-- Passage provided start --

Similarly, a week earlier, on September 20, at the third Joint Consultative Commission meeting in New Delhi chaired by Indian External Affairs Minister Sushma Swaraj and her Bangladeshi counterpart Abul Hassan Mahmood, no real progress was made on the contentious LBA.

But it is important to urgently bring to the table and resolve the process of the LBA, which was started as far back as 1974. Dhaka ratified the Land Boundary Protocol (of the LBA) in 2011; India is yet to do so.

By ratifying the LBA—land in 111 Indian enclaves in Bangladesh and 51 Bangladeshi enclaves on the Indian side can be exchanged.[1] This will reduce the difficulties in administering border areas, help delineate India’s troubled border, and improve the living conditions of local inhabitants; the LBA affects five Indian states—Assam, West Bengal, Meghalaya, Mizoram, and Tripura.

Meanwhile, due to the failure to delineate the border, illegal activities such as smuggling continue—for example, the estimated annual turnover from cattle smuggling across the India-Bangladesh border is Rs. 200 crores.[2]

Earlier this month, the Indian daily Anandabazar Patrika alleged that after 2011, funds have been channelled from West Bengal across the border to the Bangladeshi opposition party the Jamaat-e-Islami. If this allegation is true, it indicates how the region has become a corridor for illegal activities.

-- Passage provided end --

* **Task list**:
1. According to the passage on the India-Bangladesh Land Boundary Agreement, why do illegal activities such as smuggling continue along the border? Answer in one to three sentences.
2. Set down the passage on the India-Bangladesh Land Boundary Agreement word for word, from "But it is important" up to and including "Mizoram, and Tripura.".
3. Take the passage on the India-Bangladesh Land Boundary Agreement further, starting right after its last sentence.

-- Extracted entries start --

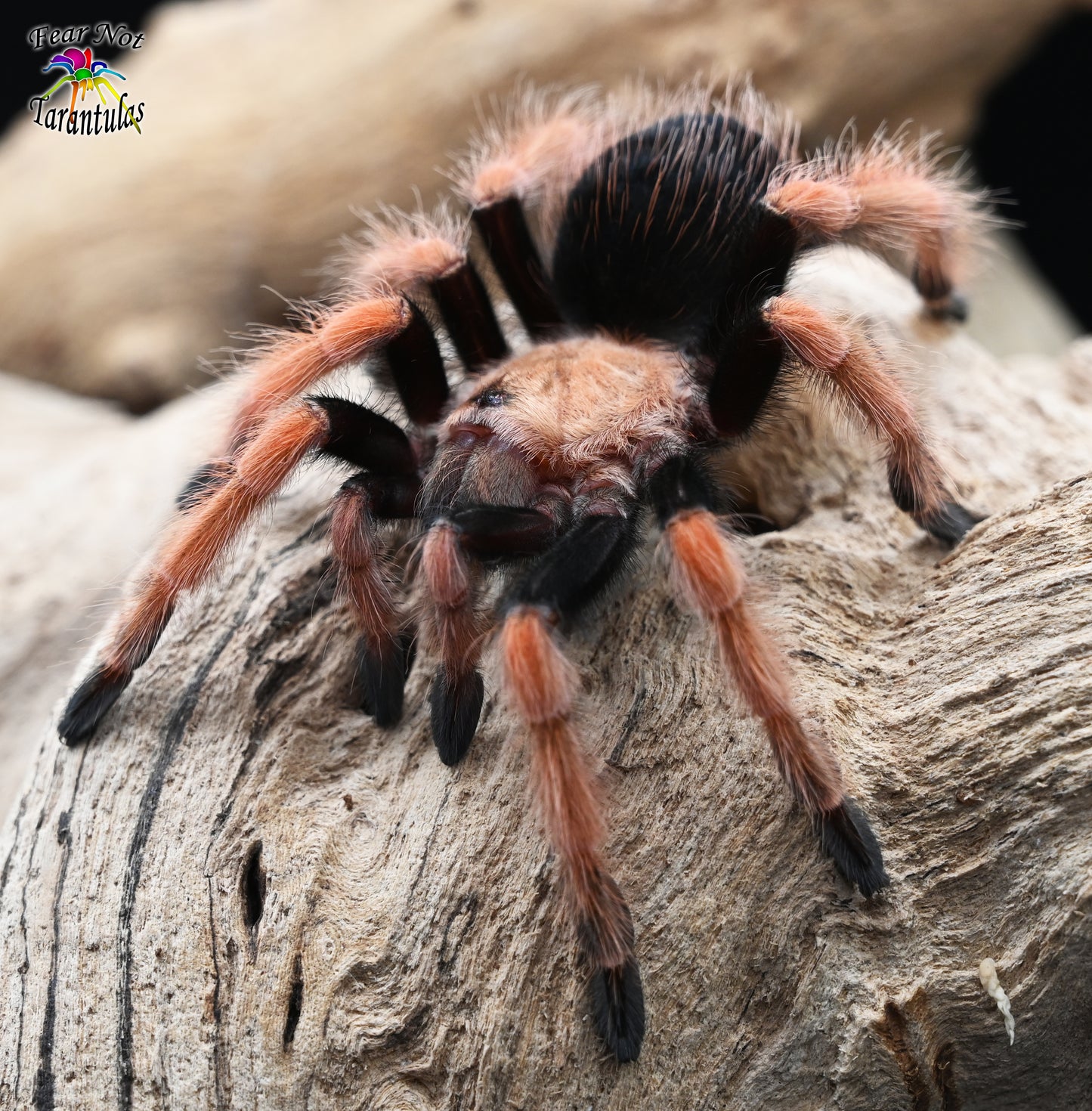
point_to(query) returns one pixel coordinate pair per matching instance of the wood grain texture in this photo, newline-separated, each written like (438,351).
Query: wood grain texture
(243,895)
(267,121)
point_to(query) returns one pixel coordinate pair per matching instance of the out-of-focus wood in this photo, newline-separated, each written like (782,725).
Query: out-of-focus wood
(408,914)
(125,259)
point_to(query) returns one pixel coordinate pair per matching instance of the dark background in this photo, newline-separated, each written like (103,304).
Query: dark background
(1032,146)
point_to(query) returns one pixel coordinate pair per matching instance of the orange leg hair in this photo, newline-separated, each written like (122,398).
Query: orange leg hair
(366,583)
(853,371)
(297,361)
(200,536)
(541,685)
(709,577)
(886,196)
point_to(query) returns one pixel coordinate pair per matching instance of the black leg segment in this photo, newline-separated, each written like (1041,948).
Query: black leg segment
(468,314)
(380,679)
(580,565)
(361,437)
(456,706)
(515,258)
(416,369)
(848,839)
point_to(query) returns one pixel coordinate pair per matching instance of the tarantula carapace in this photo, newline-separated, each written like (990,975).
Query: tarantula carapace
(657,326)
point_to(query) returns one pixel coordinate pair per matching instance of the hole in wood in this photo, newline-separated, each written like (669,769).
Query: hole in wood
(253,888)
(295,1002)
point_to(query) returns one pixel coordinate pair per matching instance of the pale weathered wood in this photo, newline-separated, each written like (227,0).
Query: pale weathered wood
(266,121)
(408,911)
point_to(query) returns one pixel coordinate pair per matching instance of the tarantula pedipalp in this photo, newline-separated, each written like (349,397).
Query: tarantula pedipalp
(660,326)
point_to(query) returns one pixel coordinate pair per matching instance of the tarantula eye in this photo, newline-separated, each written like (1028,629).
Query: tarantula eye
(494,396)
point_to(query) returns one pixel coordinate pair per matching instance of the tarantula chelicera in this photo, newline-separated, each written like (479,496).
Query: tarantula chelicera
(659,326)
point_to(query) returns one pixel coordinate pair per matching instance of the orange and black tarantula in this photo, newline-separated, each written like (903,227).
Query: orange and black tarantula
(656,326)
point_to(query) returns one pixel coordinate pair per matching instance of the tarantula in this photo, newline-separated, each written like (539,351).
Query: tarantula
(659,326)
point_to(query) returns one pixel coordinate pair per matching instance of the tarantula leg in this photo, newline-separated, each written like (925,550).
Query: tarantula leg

-- Extracted entries end --

* **Results of the tasks**:
1. Smuggling and other illegal activities continue because India and Bangladesh have failed to delineate the border. The passage cites cattle smuggling across the border, with an estimated annual turnover of Rs. 200 crores.

2.
But it is important to urgently bring to the table and resolve the process of the LBA, which was started as far back as 1974. Dhaka ratified the Land Boundary Protocol (of the LBA) in 2011; India is yet to do so.

By ratifying the LBA—land in 111 Indian enclaves in Bangladesh and 51 Bangladeshi enclaves on the Indian side can be exchanged.[1] This will reduce the difficulties in administering border areas, help delineate India’s troubled border, and improve the living conditions of local inhabitants; the LBA affects five Indian states—Assam, West Bengal, Meghalaya, Mizoram, and Tripura.

3.
Delineating the border will also help to fix responsibility for illegal crossings by people. Odhikar, a Bangladesh-based human rights organisation, has documented cases of nearly 1,000 Bangladeshi nationals killed by the Border Security Force over the last decade for transgressing the border.[3] An important reason for the illegal crossings is the inability of people living in the border enclaves to get valid documents because of a lack of visa offices or infrastructure in the area.

India’s acceptance of the United Nations Permanent Court of Arbitration’s decision of 8 July 2014 on the Bay of Bengal maritime boundary dispute—1,06,613 square kilometres of a total of 1,72,220 square kilometres was awarded to Bangladesh—indicates that India recognises the importance of a settled boundary.[4] After the resolution of the maritime boundary, it has become possible for Indians and Bangladeshis to fish in their respective zones, as well as explore oil and gas reserves in this region.

However, the ratification of the LBA has remained on hold also because of opposition to the agreement by the Trinamool Congress, the Asom Gana Parishad and by the Bharatiya Janata Party in the past. They have argued that India will lose a total of 10,000 acres of land in the exchange of enclaves.[5] The other worry is that if India willingly secedes land, it will encourage secessionist groups that are active in this region.

In the past, though former Congress-led governments had a good rapport with the Awami League, they lacked the numbers to ratify the agreement. The Bangladesh Nationalist Party, which ruled the country on and off for 14 years along with its principal ally the Jamaat-e-Islami, allegedly supported leaders of the United Liberation Front of Asom and other secessionist organisations active in northeast India. In both instances, the LBA could not be passed.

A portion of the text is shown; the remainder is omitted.